Copy all of the records below verbatim.

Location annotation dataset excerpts
....

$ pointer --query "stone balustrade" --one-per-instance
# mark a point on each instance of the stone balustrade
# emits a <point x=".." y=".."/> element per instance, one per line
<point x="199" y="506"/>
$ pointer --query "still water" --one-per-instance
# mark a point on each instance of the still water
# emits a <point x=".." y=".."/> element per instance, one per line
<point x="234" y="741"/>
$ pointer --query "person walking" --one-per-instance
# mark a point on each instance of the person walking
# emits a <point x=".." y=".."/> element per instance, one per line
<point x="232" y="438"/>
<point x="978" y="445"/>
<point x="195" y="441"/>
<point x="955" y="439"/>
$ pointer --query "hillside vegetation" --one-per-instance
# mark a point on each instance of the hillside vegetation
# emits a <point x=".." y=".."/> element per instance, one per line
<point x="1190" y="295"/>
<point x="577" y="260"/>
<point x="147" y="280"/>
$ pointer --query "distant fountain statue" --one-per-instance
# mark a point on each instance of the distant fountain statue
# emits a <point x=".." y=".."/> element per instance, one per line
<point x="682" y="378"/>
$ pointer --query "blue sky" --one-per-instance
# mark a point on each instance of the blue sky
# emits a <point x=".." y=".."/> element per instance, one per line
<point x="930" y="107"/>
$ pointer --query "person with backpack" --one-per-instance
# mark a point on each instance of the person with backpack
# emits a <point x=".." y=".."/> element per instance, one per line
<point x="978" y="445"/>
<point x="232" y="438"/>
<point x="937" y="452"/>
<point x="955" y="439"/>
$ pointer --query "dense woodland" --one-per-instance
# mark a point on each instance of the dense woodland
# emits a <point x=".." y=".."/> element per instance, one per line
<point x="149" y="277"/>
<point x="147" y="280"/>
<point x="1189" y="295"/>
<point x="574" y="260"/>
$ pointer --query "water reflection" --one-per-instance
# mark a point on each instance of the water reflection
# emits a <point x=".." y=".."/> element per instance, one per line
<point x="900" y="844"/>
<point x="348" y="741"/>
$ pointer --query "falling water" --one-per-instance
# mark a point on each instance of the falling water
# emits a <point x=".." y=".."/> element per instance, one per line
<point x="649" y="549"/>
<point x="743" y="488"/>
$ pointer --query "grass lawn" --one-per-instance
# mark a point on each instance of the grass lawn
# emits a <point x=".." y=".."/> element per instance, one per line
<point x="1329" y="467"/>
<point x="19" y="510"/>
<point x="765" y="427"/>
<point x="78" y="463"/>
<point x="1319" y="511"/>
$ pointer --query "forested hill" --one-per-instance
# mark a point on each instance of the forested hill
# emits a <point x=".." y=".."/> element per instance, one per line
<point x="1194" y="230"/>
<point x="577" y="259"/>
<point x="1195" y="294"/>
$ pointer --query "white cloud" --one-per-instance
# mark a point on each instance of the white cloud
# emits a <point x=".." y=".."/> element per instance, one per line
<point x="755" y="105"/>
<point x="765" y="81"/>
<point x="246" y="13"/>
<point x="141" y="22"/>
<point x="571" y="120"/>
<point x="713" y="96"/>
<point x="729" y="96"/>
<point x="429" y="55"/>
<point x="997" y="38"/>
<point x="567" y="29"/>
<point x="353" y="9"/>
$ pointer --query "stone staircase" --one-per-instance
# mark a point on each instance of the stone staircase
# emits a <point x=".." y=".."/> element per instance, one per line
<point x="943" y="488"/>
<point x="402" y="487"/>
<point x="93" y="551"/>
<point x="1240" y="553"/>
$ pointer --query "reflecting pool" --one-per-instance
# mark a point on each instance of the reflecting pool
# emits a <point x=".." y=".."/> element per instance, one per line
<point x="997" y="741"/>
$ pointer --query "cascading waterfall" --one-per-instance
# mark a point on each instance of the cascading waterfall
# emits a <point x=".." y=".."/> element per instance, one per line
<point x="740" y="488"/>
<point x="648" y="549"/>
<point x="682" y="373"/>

....

FULL ANSWER:
$ pointer --query "stone balustrade" --one-per-instance
# mark a point on each instance of the stone balustrade
# emits a <point x=".." y=".."/> element per instance, one per line
<point x="199" y="506"/>
$ pointer --query "still water" --one-per-instance
# mark a point on each instance of the still water
# emits a <point x=".." y=".."/> element per instance, one per line
<point x="234" y="741"/>
$ pointer --query "person walking" --one-per-instance
# mark a point on each instance of the person walking
# emits a <point x=".." y=".."/> element per instance, one per line
<point x="232" y="438"/>
<point x="978" y="445"/>
<point x="195" y="441"/>
<point x="955" y="439"/>
$ pointer --query "hillside vegetation" --one-per-instance
# mark a point on each instance of the hillside vegetation
# emits a <point x=".." y=".."/> element per instance, one per line
<point x="1190" y="295"/>
<point x="577" y="260"/>
<point x="147" y="280"/>
$ pointer --query "distant fountain statue" --one-per-instance
# mark a point on each instance of the distant fountain statue
# emits a <point x=".." y=".."/> element per instance, one per line
<point x="682" y="378"/>
$ pointer --query "blue sky" --one-per-instance
# mark a point on each instance of the blue sky
# emits a <point x=".." y=".."/> element per instance, one per line
<point x="930" y="107"/>
$ pointer --query "person with backpack" --one-per-instance
# mark a point on each instance of the person with backpack
# emits a <point x=".." y=".."/> element per instance, one per line
<point x="978" y="445"/>
<point x="232" y="438"/>
<point x="937" y="452"/>
<point x="955" y="439"/>
$ pointer --query "dense woodland" --one-per-instance
# mark a point on each instance of the dense woodland
# emits a <point x=".." y=".."/> element per instance, one per line
<point x="149" y="277"/>
<point x="147" y="280"/>
<point x="1189" y="295"/>
<point x="574" y="260"/>
$ pointer --query "water reflection" --one-per-instance
# mark a point on each instance of the water reflection
# emits a <point x=".." y=".."/> element per instance, one per line
<point x="900" y="844"/>
<point x="348" y="741"/>
$ pointer --query "falling water" --one-per-instance
# mark a point on each instance of the falling water
# emits a <point x=".." y=".."/> element per instance, one per line
<point x="649" y="549"/>
<point x="743" y="488"/>
$ pointer --query "grass lawn" --one-per-instance
# mark a point on each instance of the grass lawn
# emits a <point x=".." y=".."/> element per instance, one per line
<point x="1329" y="467"/>
<point x="19" y="510"/>
<point x="765" y="427"/>
<point x="78" y="463"/>
<point x="1319" y="511"/>
$ pointer --query "forested hill" --one-per-instance
# mark a point on each instance of the forested hill
# emits a <point x=".." y=".."/> element per instance, one per line
<point x="1194" y="230"/>
<point x="577" y="259"/>
<point x="1195" y="294"/>
$ pointer --query "white cloud" --one-per-instance
# mark a point on each instance of the white cloud
# emits a <point x=".." y=".."/> element per instance, one per line
<point x="755" y="105"/>
<point x="765" y="81"/>
<point x="246" y="13"/>
<point x="141" y="22"/>
<point x="571" y="120"/>
<point x="713" y="96"/>
<point x="729" y="96"/>
<point x="429" y="55"/>
<point x="997" y="38"/>
<point x="567" y="29"/>
<point x="353" y="9"/>
$ pointer --query "stone staircase" --one-per-instance
# mark a point on each instance of the stone staircase
# emits a <point x=".." y=".."/> element per instance, one per line
<point x="943" y="488"/>
<point x="402" y="487"/>
<point x="93" y="551"/>
<point x="1240" y="553"/>
$ pointer --query "reflecting pool" --one-per-instance
# mark a point on each instance of the reflecting pool
# emits a <point x=".." y=".."/> element per instance, one per line
<point x="997" y="741"/>
$ pointer --query "cascading waterfall" --one-per-instance
# mark a point on each instance of the cascading waterfall
# emits a <point x=".." y=".."/> element per instance, one per line
<point x="740" y="488"/>
<point x="648" y="549"/>
<point x="682" y="373"/>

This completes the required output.